_WHAT THIS TASK INVOLVES_. An exact copy of every entry is needed, without any of the pictures.

_RECORDS FOR THE EXERCISE_.

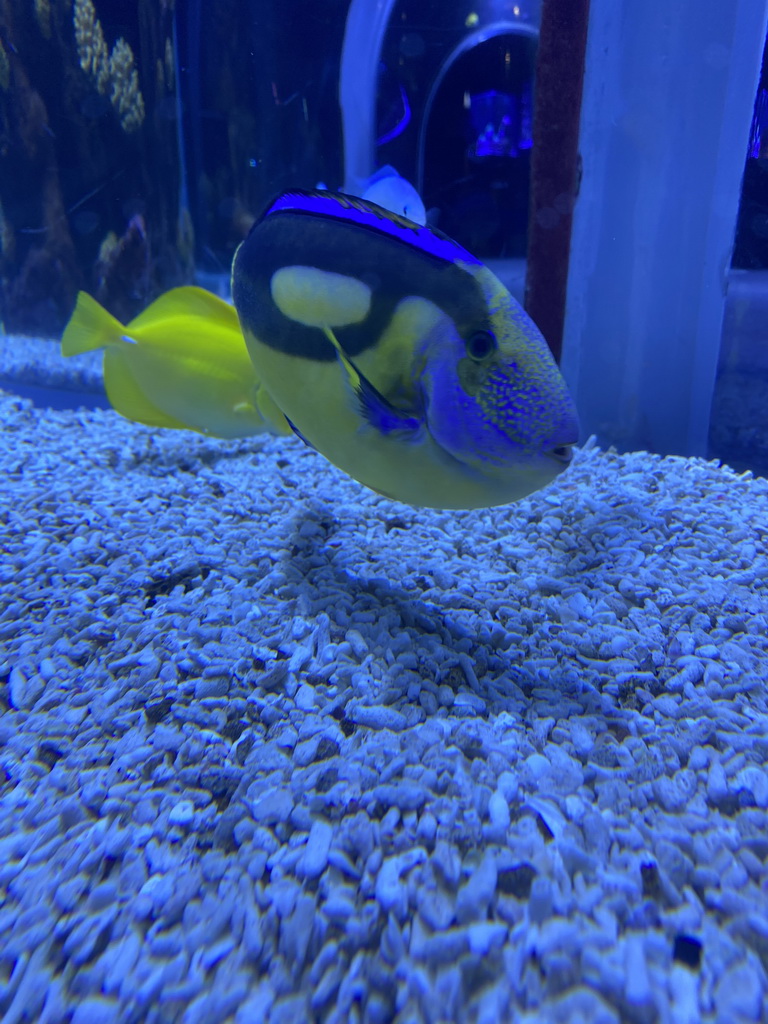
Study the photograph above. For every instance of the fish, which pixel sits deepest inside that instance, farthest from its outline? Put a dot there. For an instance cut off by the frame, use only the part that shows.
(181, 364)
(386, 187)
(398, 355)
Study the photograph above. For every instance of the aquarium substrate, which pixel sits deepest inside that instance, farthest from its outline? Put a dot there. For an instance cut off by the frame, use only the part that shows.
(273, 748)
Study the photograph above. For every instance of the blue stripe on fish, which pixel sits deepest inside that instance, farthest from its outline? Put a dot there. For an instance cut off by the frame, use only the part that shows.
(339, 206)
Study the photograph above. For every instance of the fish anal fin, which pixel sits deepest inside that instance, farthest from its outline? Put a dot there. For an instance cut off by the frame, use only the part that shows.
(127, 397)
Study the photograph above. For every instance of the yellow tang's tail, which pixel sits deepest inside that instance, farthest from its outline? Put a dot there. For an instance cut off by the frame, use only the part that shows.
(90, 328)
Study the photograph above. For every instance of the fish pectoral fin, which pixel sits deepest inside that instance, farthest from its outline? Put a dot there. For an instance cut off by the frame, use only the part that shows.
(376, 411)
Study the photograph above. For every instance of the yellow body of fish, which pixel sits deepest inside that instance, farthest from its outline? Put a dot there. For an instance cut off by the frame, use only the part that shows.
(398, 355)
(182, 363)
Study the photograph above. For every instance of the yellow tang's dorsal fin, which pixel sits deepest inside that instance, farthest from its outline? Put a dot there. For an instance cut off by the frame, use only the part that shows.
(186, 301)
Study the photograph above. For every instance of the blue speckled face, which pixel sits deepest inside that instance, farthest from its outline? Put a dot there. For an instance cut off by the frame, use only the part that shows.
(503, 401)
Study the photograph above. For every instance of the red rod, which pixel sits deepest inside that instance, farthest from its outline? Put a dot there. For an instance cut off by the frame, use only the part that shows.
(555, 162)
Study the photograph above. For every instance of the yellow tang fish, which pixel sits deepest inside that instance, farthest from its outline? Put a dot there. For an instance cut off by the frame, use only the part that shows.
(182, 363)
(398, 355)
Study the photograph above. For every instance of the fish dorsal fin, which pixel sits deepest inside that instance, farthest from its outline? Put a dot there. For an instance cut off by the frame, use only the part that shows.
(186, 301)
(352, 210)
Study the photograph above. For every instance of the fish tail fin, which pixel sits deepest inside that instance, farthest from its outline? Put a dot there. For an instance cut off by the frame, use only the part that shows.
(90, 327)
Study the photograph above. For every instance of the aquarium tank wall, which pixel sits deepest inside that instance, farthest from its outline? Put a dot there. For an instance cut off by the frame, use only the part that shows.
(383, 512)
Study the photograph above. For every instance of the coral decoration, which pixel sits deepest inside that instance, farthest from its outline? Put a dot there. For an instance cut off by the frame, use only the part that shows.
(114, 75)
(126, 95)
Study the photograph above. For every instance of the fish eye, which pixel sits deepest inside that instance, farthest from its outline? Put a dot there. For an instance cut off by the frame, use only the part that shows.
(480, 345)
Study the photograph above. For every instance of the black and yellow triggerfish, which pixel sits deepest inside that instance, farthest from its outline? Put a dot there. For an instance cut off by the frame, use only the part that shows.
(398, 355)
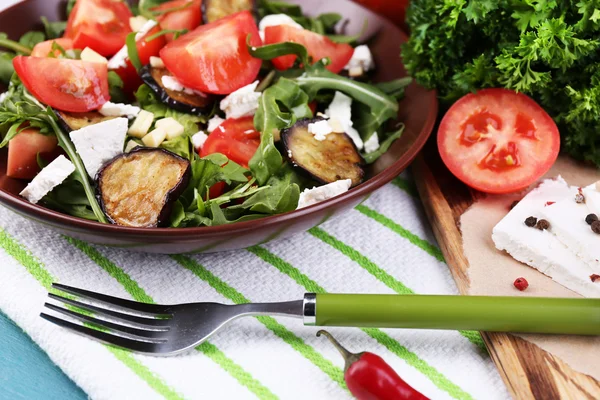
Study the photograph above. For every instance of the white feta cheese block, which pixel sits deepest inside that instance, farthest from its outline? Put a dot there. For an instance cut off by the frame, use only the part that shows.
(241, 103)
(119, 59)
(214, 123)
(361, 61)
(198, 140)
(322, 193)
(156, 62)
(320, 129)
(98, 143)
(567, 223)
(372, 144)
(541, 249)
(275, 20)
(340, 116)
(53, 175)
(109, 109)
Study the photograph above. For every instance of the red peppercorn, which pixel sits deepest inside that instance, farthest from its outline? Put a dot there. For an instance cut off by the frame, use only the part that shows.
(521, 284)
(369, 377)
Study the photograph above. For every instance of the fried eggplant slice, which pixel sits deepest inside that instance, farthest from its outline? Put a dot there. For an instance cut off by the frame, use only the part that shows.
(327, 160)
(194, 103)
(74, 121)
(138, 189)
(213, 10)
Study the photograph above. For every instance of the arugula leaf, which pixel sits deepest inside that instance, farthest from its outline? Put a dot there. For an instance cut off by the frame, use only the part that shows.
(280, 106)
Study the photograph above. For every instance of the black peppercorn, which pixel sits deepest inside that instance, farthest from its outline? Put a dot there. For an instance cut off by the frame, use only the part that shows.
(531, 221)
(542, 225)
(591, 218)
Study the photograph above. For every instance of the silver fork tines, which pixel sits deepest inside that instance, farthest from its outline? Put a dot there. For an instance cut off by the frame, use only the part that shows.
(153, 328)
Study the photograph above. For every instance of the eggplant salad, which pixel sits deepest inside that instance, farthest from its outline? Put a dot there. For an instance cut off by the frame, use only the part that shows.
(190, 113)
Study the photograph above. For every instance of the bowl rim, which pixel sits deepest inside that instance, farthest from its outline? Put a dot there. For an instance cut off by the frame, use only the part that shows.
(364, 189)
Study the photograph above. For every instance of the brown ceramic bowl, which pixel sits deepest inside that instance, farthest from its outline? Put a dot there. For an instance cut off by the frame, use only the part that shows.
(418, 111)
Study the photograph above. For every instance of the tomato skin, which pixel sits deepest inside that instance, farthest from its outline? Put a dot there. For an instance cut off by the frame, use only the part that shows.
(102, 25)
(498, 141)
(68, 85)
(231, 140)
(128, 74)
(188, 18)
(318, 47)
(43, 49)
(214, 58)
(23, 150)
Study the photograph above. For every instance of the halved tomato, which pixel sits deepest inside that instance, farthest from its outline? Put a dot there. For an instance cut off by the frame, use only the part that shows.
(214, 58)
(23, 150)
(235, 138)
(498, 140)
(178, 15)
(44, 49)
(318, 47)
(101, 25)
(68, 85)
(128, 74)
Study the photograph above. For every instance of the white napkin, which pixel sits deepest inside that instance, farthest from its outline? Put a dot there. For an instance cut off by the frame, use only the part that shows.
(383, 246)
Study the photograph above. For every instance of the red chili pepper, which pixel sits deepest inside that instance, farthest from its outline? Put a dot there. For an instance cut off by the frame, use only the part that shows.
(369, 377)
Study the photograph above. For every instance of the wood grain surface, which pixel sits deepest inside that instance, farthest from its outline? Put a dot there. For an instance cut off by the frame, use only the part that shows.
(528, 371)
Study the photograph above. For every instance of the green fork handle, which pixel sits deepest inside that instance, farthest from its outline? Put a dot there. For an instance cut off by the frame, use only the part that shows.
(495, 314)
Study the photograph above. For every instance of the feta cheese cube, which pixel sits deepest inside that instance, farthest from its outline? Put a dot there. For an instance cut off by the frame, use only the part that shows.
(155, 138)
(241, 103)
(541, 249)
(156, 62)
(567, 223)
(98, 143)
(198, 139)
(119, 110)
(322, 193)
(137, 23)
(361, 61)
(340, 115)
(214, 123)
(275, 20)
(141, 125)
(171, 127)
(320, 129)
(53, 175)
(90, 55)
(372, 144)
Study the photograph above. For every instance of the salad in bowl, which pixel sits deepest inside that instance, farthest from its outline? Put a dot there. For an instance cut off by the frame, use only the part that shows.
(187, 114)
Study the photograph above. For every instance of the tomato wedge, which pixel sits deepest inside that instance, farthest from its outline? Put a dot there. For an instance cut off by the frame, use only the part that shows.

_FINAL ANSWER_.
Study the photograph above. For every instance of the fish, which pixel sits deepest inside that instance, farthest from its outline? Put a dot there. For an instance cut off by the frame, use only the part that shows.
(181, 364)
(386, 187)
(398, 355)
Study the photograph above. For every instance of the aquarium substrate, which pixel sits deepest inside that instance, farthest from its outline? Put a dot there. For an instance cut off by the frame, use only the part that shows.
(273, 748)
Study the photograph above. For every instance of the blue stripe on fish, which pixel sits deepest inside that instance, farthest from its outline? Put a dot there. For an instance cut off by the frame, use only the part that shows.
(339, 206)
Study the photograph above. For every instance of the fish anal fin, which pixel sits deepest inside that instance, farthest from its outline? Put a dot there. For an instance cut off by the frame, use only the part that shows.
(127, 397)
Study the photograph above. For every instance of the yellow tang's tail, which pixel sits deepest inside that instance, farthest from its outline? Put a dot there. For an instance cut off by the frame, use only the part that shows.
(90, 328)
Study the photograph above. For every instance of the fish pectoral fin, which pixel sits deepest inside that instance, farthest from its outline? Put a dot there. For an instance cut off by the frame, use only the part that shows.
(376, 411)
Study the photograph above. For every instance of the yellow body of fish, which pixel sits deepest inside that instance, farthest from its outline? Put a dot there. For an instance cut off by the frame, use only the part that shows.
(398, 355)
(182, 363)
Study the photograph above. For every instance of the yellow tang's dorsal fin, which pixel sits deepest inside that instance, farthest from its outline? Put a dot there. For an instance cut off by the frame, use only the part that shows.
(186, 301)
Study the photograph above. For every instance of the blue speckled face, which pixel sits deepest inside that instance, farthest from its outline? Put a dot there. For an instance cut off by the frame, use only the part that shows.
(503, 401)
Study the photograph above. For every instance of the red rod, which pixel sits deepest inside that instance, farthest from its outline? Put a dot there. For an instance cut off by the frame, use only the part that shows.
(555, 162)
Study the photograph above. For every instance of the yellow tang fish, which pixel sits deepest inside that instance, farthest from its outline? Put a dot there. For an instance cut off by the frame, use only the part that shows.
(182, 363)
(398, 355)
Study the photograph above. For every instance of the fish dorsal fin, which pixel sits deepest inside that instance, farthest from its outline? Put a dot there. For an instance cut off by the frame, use only the part that shows.
(186, 301)
(352, 210)
Study the photograph above. For every instance of the fish tail fin, which pixel sits deepest inside that instance, farthest from its outline? Put a dot there. For an instance cut off by the frame, use only the part that shows.
(90, 327)
Study the photograph above. For every instance of the aquarium tank wall, which pixel sits deepest inside that instance, farthest from its outline? Put a dot there. For an instance cut off by the frame, use only the part that shows.
(383, 512)
Study the photograph above. For every instance of the coral decoration, which pixel sits deepest inside that instance, farthest from its outline? Put a dot there. For an instance cut off by the frame, use only the part that shows.
(114, 75)
(126, 95)
Study the photograph above. For every instance of the fish eye, which pixel sits deepest inside that instance, farthest from its outline? Put a dot there. For an instance cut off by the frame, use only the part that shows.
(480, 345)
Study the photograph above. For every instance of the black and yellow triggerfish, which pixel sits deepest inside that instance, farthest from its outline? Put a dot there. For an instance cut off by the frame, use only the part that shows.
(398, 355)
Study the photograph above. For every instance of the white feta cheese block, which pixel sits deepest inside that instance, farthest from its outline? Put a dot there. For an instance cut off by the frame, use only the part that shows.
(241, 103)
(119, 59)
(214, 123)
(361, 61)
(198, 140)
(322, 193)
(156, 62)
(320, 129)
(98, 143)
(567, 223)
(372, 144)
(541, 249)
(275, 20)
(340, 116)
(53, 175)
(109, 109)
Study the photograph above. For every instance of the red peppercorn, which pixel sits deepest inside that instance, farthest from its outline? Put a dot there. For an instance cut off by the frame, use only the part that shows.
(521, 284)
(369, 377)
Study the photograph above. For every instance of the fried eggplant slice, which pixel sits deepest inside that instance, farthest from its outline? Put a dot there. For an instance cut off by the frame, use only the part that shows.
(327, 160)
(194, 103)
(74, 121)
(138, 189)
(213, 10)
Study the photograph above. For every instance of the arugula leaf, which pixel sits deepest inside that instance, farthest from its outline? Put a dot there. For an instance cut off by the frame, use only the part that shows.
(280, 106)
Study the photograph above. For every instance of the black peppercorn, which pixel sits deepest inside that instance, farthest from its outline? Put a dot there. For an instance cut off by the frame, use only the part that shows.
(531, 221)
(542, 225)
(591, 218)
Study the photograph above. For every instance of the silver fork tines, which pixel sits deepest inside that instance, farthest from its outline? Put a dot there. For an instance cut off by the frame, use only the part that shows.
(153, 328)
Study the photograph above. For every instance of the eggplant salad, which pixel sits deepest inside that instance, farthest from its outline? Put a dot there. For an instance cut off by the frame, use only the part that shows.
(190, 113)
Study the photograph above. For every instance of the bowl rim, which pixel sits deepest inside that instance, farthest from its outline? Put a dot there. For an instance cut off by the frame, use only the part that shows.
(364, 189)
Study the photograph above. For every instance of the brown ceramic bowl, which pixel sits deepest inside that instance, farthest from its outline? Put a dot there. For an instance cut off by the frame, use only the part that shows.
(418, 111)
Study the photograph above. For every instance of the tomato skin, which pixel sits deepest inside that instance, farthest from its outline? Put a dot there. For an instance cut off by the frame, use only the part that shows.
(102, 25)
(498, 141)
(68, 85)
(231, 140)
(128, 74)
(188, 18)
(318, 47)
(43, 49)
(214, 58)
(23, 150)
Study the photograph above. For every instance of the halved tomato, which pixel sits deepest inside that instance, farthest from its outline? Put a dot there. For an instance cut off by the frame, use only the part that shows.
(214, 58)
(23, 150)
(235, 138)
(498, 140)
(178, 15)
(44, 49)
(318, 47)
(101, 25)
(68, 85)
(128, 74)
Study the photograph above. For every instance of the white napkin, which pixel sits deepest inside that instance, farthest from its outline? Put a dot there. For an instance cut off by the frame, use only the part that shows.
(383, 246)
Study the photograph above. For every instance of the red chili pepper, which pixel sits deepest inside that instance, farthest from its outline? Put a dot there. For an instance cut off by the frame, use only the part that shows.
(369, 377)
Study the photograph above. For every instance of the wood grain surface, which pixel sits deepest inside that instance, farthest from its outline? Put a dot there. For an instance cut off by the frame, use only the part that shows.
(528, 371)
Study the photograph above. For every instance of the green fork handle, which pixel sits deepest inside that instance, farthest from its outline? Put a dot there. For an instance cut off by the frame, use only the part that shows.
(495, 314)
Study the photograph above. For every instance of the feta cheese cube, which pixel sits deepest inside that instance, farthest from its outline? Put a dot there. For an instance cut off by the frame, use only the part that shows.
(155, 138)
(241, 103)
(541, 249)
(156, 62)
(567, 223)
(98, 143)
(198, 139)
(119, 110)
(322, 193)
(137, 23)
(361, 61)
(340, 115)
(214, 123)
(275, 20)
(141, 125)
(171, 127)
(320, 129)
(53, 175)
(90, 55)
(372, 144)
Study the photograph above. For every instance of the salad in bowl, which pixel sits deepest inside that instance, farthest from its outline? Put a dot there. For an instance cut off by the frame, use only the part that shows.
(187, 114)
Study the photograph above. For every instance of the tomato wedge, which pixel sits deepest inside that instance, farthest from its outline? Put a dot there. For an instance cut off by the frame, use only the part that shows.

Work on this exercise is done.